_KUTIPAN TERPILIH_.
---
Skip to main content

Cisanti ( Hulu Sungai Citarum ) adalah Sumber Kehidupan Kita


"Untuk anak - anak muda yang baginya semua senti waktu adalah ruang untuk mencari"
Di kutip dari "Menjadi Manusia Indonesia, Radar Panca Dahana"


Siapa yang tidak kenal Sungai Citarum, sebuah sungai terpanjang & terbesar di Jawa Barat dengan tingkat pencemaran paling tinggi kerena nilai sejarah dan ekonominya. Sekitar 500 Pabrik berdiri di alirannya sedangkan kehidupan banyak orang sangat tergantung dengan kehidupan sungai Citarum ini. Darimanakah Hulu sungai Citarum ini berasal ( sungai yang bermuara di karawang ) ???
---
_DATA HASIL EKSTRAKSI_.

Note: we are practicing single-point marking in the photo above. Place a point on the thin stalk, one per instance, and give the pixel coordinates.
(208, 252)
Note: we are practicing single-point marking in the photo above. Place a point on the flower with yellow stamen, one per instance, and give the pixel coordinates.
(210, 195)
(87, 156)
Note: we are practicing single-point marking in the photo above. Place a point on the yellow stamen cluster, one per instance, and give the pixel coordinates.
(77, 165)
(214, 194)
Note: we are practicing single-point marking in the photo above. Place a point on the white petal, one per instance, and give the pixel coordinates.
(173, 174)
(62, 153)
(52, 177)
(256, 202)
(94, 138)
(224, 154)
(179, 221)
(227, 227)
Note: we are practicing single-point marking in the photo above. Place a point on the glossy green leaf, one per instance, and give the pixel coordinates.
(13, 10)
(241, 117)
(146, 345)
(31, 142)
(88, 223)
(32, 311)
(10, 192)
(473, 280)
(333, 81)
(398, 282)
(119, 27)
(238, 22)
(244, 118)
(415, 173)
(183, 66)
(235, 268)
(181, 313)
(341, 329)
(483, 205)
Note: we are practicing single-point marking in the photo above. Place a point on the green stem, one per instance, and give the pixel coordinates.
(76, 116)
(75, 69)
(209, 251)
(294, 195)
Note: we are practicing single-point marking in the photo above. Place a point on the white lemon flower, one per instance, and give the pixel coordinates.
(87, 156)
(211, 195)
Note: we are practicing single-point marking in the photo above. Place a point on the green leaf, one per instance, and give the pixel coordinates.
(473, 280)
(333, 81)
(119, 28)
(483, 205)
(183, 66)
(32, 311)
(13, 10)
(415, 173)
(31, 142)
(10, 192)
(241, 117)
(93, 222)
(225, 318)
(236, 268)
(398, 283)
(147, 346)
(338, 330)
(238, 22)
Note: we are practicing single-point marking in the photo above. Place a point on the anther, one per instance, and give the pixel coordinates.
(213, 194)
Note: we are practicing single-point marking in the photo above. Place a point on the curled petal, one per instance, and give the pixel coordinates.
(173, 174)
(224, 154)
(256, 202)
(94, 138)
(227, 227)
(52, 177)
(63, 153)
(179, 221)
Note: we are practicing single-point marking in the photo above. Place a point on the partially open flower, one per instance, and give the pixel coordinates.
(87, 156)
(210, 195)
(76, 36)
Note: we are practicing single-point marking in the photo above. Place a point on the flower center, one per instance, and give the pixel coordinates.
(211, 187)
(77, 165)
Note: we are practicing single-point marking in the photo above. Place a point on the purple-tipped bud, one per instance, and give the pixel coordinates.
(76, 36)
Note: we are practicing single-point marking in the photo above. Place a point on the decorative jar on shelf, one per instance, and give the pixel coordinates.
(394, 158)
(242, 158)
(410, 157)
---
_TUGAS YANG DIKERJAKAN_. Tuliskan kembali seluruh teks tentang hulu Sungai Citarum di atas persis sama, tanpa mengubah satu kata atau tanda baca pun.

_HASIL AKHIR_.
Skip to main content

Cisanti ( Hulu Sungai Citarum ) adalah Sumber Kehidupan Kita


"Untuk anak - anak muda yang baginya semua senti waktu adalah ruang untuk mencari"
Di kutip dari "Menjadi Manusia Indonesia, Radar Panca Dahana"


Siapa yang tidak kenal Sungai Citarum, sebuah sungai terpanjang & terbesar di Jawa Barat dengan tingkat pencemaran paling tinggi kerena nilai sejarah dan ekonominya. Sekitar 500 Pabrik berdiri di alirannya sedangkan kehidupan banyak orang sangat tergantung dengan kehidupan sungai Citarum ini. Darimanakah Hulu sungai Citarum ini berasal ( sungai yang bermuara di karawang ) ???